# [Your goal]
Reproduce the material exactly, omitting nothing.

══════════

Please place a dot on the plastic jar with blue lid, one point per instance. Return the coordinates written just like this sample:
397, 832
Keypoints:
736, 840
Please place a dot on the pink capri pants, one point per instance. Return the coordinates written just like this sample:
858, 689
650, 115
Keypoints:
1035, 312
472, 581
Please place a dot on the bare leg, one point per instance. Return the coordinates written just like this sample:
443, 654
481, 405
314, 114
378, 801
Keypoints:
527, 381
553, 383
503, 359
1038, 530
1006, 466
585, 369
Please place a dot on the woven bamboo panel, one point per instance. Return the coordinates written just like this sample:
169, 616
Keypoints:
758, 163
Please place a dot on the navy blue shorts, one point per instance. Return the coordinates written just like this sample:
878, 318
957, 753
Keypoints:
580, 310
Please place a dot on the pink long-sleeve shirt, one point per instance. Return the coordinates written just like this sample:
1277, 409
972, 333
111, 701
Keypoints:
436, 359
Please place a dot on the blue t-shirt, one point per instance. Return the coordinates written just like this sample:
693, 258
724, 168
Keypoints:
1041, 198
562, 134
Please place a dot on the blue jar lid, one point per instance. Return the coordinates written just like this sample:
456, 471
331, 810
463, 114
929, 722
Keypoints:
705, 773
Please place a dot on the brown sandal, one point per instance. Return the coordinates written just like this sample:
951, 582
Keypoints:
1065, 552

══════════

# [Solution]
Please place a dot on the plastic jar with blue lid, one point per instance. Return the coordinates written just like this sample:
397, 832
Keypoints:
736, 840
Please place a dot on the pink capri pants, one point per instance. Return the coordinates written just like this sample:
858, 689
650, 115
Keypoints:
1035, 312
472, 581
Please place a dot on the bare leg, one point per instance. Return the coordinates written just like this sample:
443, 654
481, 405
314, 114
378, 801
Keypoints:
527, 381
553, 383
503, 359
1038, 530
1006, 466
585, 369
Please place a dot on the woven bamboo panel, one point per instance. Return the coordinates written just like this sample:
169, 616
Keypoints:
758, 163
Please place a dot on the navy blue shorts, one point per instance. Return the coordinates written just like this sample:
878, 318
957, 753
Keypoints:
580, 310
Please place a dot on the pink long-sleeve shirt, one point per instance. Return the coordinates written just like this sample:
1277, 409
972, 333
111, 701
Keypoints:
436, 359
Please place a dot on the blue t-shirt, one point per instance. Return the coordinates written just like this sample:
693, 258
724, 168
Keypoints:
1041, 198
562, 134
Please place a dot on the blue jar lid, one point per instance. Return the coordinates written just like this sample:
456, 471
331, 810
463, 114
929, 722
Keypoints:
705, 773
Please place a dot on the brown sandal, one point per instance. Return the coordinates written just like this sample:
951, 582
Keypoints:
1065, 552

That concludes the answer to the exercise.